→ **Exercise requirements**: Return each line below that contains the word "hair", copied in full.
— begin —
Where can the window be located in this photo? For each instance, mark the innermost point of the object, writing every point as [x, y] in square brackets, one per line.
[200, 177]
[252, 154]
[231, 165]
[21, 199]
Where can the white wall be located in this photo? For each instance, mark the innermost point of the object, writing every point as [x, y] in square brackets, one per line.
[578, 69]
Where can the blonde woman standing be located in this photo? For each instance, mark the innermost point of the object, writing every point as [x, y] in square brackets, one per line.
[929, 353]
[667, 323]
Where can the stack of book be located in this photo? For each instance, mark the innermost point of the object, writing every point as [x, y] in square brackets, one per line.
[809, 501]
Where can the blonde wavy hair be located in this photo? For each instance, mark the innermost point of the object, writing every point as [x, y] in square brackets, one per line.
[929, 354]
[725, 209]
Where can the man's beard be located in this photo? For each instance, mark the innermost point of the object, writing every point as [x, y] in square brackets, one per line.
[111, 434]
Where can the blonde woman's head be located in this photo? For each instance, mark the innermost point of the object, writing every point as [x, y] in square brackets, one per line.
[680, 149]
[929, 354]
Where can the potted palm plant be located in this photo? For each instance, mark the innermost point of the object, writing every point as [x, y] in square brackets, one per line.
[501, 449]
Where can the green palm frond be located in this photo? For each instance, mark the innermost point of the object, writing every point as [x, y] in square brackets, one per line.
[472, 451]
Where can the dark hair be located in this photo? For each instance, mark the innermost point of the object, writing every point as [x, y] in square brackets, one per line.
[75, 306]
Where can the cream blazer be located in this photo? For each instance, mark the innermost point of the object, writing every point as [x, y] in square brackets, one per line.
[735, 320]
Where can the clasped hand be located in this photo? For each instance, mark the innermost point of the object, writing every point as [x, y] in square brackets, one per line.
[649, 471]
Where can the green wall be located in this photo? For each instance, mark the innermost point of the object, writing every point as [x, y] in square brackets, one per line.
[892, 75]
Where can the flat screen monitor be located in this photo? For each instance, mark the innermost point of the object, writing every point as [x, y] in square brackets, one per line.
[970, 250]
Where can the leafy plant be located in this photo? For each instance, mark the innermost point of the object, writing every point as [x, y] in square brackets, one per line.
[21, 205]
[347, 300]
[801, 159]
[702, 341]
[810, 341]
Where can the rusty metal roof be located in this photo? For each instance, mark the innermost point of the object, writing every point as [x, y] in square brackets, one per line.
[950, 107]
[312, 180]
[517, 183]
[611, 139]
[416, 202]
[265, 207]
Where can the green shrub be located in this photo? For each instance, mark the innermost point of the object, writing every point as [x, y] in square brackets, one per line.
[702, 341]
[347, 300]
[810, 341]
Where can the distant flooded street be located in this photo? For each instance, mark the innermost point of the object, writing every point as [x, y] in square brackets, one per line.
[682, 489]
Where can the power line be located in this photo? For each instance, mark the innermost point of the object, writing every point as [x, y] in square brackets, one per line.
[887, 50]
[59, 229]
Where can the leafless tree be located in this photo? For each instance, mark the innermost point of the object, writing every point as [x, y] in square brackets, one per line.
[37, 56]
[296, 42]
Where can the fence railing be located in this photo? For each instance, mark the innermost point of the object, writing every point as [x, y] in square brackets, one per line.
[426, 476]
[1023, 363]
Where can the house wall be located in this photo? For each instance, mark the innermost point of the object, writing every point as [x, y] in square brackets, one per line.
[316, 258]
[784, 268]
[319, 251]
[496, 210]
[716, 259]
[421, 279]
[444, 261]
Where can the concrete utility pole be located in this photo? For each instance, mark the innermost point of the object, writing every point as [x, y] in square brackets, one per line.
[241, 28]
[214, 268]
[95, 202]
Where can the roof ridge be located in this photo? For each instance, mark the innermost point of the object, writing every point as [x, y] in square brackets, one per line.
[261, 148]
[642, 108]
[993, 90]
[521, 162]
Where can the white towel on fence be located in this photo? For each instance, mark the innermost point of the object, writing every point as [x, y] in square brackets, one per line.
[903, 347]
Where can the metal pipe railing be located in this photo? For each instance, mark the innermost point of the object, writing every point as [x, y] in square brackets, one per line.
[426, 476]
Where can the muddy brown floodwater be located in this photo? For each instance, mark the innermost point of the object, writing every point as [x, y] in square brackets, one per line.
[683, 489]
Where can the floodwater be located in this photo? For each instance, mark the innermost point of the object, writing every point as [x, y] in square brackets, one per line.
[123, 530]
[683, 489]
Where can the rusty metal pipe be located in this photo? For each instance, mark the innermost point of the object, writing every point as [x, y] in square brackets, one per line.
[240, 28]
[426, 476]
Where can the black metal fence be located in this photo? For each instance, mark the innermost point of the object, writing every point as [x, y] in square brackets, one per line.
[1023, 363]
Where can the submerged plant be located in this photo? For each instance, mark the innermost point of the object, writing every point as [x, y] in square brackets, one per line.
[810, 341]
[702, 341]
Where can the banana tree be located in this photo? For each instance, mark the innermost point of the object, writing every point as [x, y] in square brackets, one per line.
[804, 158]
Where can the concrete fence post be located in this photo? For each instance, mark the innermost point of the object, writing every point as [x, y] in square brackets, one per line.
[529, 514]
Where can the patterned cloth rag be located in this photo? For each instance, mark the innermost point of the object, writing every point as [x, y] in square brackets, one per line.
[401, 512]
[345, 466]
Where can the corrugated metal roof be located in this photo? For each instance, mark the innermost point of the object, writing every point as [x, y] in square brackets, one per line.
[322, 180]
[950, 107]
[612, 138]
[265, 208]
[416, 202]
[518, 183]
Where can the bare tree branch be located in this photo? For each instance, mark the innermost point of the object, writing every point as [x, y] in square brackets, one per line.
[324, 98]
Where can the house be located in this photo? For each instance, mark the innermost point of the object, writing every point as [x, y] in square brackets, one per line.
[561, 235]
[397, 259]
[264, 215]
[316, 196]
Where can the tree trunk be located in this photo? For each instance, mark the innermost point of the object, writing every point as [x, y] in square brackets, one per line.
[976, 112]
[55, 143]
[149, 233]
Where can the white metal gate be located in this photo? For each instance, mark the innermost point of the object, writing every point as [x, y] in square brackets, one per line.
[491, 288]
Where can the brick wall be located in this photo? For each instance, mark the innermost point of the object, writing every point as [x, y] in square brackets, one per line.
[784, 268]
— end —
— begin —
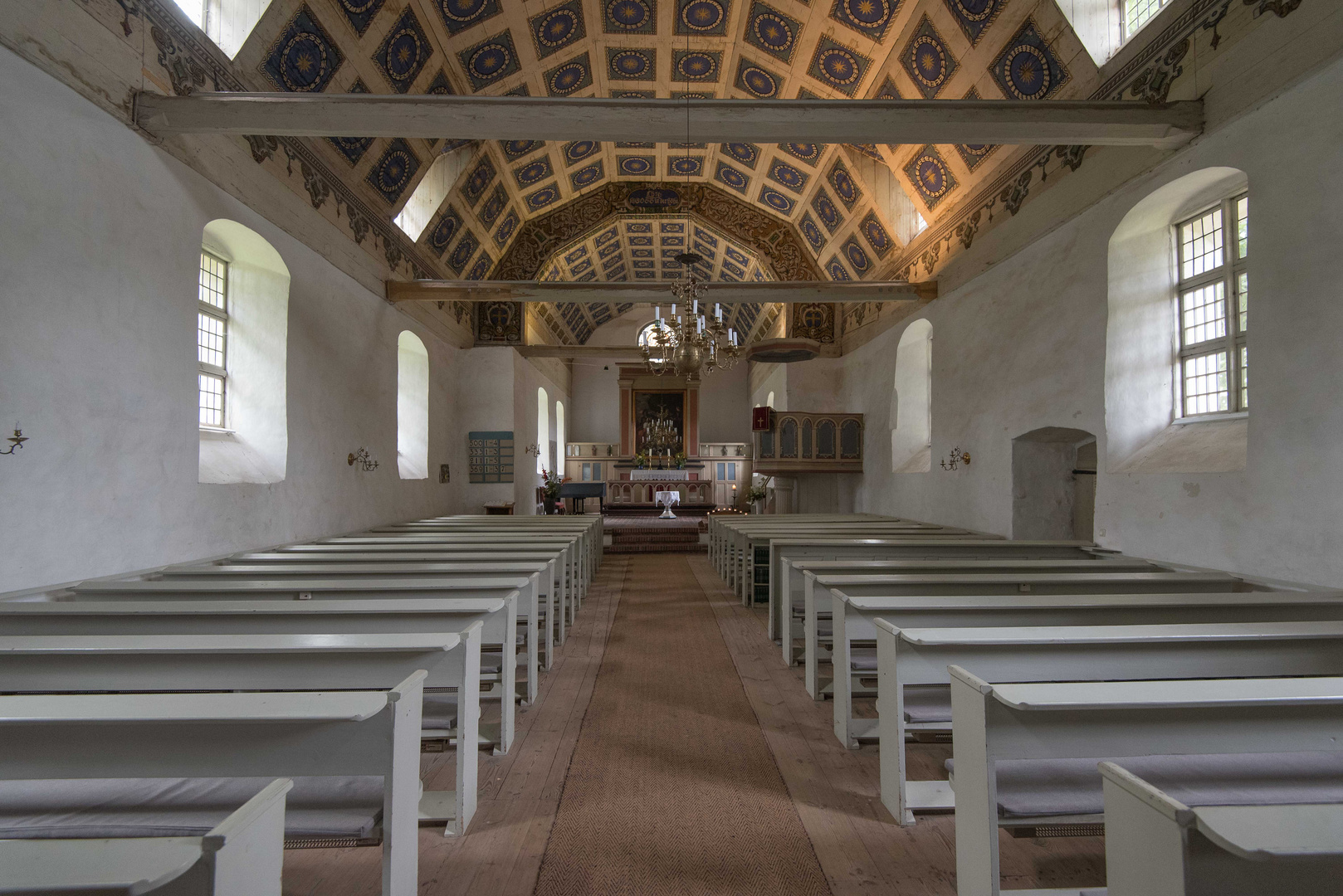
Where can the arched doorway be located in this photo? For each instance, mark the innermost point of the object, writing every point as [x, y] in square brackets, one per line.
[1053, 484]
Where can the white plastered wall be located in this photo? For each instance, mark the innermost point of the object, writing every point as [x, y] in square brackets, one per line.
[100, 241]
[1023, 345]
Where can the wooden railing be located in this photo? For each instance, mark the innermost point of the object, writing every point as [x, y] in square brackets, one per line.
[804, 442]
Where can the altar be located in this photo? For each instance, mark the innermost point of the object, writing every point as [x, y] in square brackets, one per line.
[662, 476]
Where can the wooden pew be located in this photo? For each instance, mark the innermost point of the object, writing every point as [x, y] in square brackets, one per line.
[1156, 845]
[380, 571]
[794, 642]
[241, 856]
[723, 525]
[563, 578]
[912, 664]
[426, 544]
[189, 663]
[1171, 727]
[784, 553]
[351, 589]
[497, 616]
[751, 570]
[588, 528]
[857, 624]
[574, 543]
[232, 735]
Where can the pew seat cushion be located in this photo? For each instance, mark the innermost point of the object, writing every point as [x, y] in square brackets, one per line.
— end —
— begin —
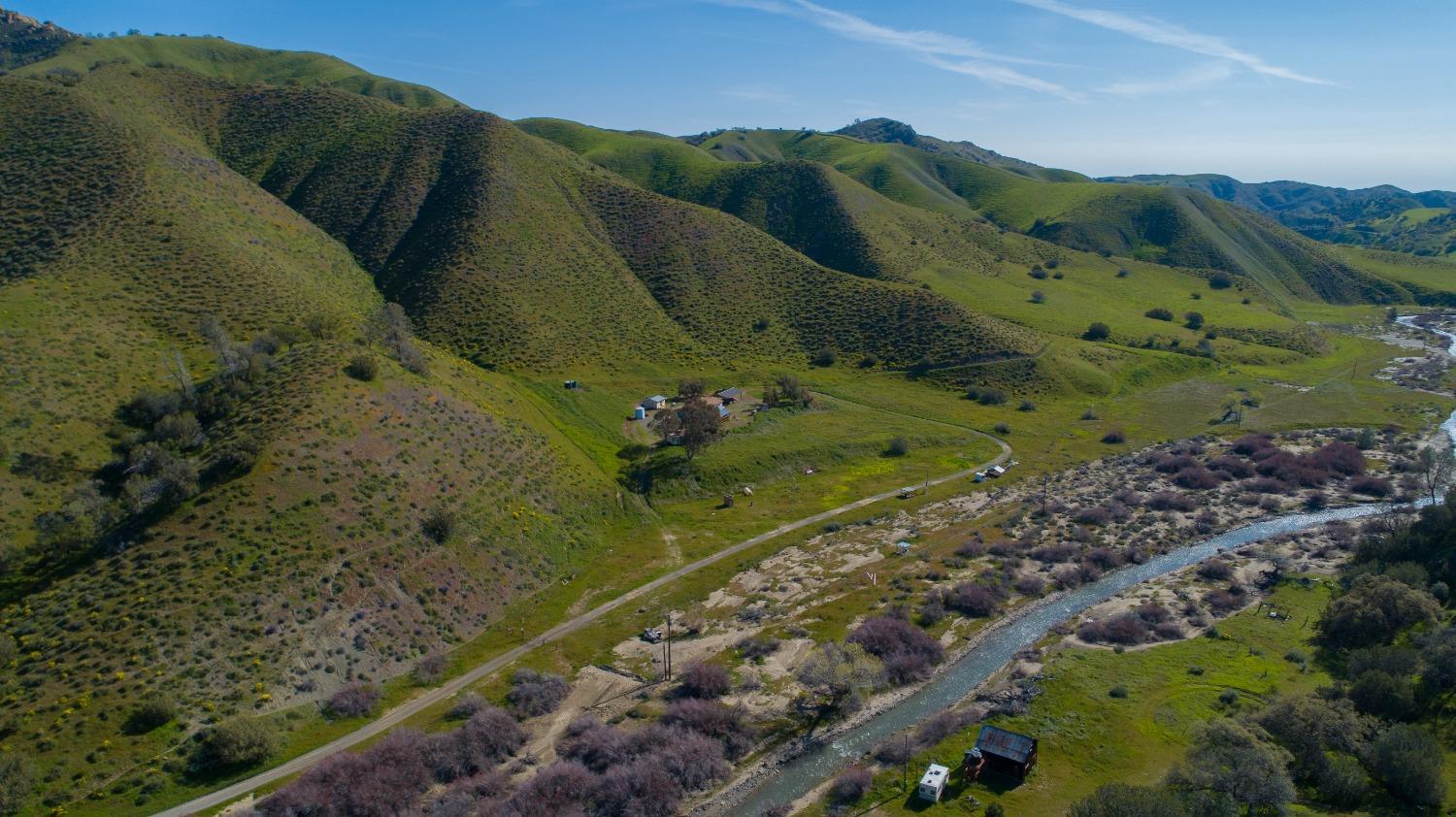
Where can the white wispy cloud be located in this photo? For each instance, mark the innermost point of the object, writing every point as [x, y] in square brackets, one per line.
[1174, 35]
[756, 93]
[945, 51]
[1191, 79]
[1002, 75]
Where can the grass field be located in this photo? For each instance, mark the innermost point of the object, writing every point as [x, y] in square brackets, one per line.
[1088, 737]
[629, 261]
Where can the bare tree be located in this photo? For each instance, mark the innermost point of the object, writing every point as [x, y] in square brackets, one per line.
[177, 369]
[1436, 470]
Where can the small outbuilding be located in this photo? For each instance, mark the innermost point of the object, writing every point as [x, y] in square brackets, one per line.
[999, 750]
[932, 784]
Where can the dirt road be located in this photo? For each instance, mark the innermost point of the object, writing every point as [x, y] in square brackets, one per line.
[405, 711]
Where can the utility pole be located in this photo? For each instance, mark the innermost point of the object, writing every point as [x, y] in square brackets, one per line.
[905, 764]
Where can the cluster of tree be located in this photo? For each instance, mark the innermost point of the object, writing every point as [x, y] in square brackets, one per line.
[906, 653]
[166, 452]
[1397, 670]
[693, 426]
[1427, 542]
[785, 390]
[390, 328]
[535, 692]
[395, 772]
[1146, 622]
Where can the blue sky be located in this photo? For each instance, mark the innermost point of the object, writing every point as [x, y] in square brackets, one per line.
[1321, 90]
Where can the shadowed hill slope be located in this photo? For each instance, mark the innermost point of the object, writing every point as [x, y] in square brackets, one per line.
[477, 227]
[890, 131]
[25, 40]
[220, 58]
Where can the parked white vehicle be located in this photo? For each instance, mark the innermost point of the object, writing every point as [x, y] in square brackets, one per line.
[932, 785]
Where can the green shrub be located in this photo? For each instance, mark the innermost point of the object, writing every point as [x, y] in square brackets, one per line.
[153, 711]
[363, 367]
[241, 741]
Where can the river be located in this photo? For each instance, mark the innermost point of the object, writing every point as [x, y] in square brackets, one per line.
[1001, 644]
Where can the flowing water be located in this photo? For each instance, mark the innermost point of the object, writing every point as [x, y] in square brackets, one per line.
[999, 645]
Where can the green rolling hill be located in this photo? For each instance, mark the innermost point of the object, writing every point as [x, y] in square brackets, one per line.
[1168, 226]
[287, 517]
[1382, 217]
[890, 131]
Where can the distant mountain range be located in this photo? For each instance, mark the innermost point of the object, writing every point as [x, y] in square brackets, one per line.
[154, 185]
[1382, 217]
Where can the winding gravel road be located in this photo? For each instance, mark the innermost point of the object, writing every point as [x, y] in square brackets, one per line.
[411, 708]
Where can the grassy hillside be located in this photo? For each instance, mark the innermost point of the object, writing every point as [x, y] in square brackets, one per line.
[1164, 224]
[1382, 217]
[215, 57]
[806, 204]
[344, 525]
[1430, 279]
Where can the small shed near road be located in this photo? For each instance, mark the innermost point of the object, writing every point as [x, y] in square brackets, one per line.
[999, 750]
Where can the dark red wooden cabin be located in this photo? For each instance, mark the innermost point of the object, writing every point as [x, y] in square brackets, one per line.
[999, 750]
— end —
→ **Output below**:
Where can the blonde wavy hair be located in this photo? For each instance, mark the innermost point of the object, writing every point as [x, y] in square brackets, one per line.
Where can the dark hair be located in this photo? For each instance, mark the innermost point of the object, writing every point as [x, y] in square brackets, one per line.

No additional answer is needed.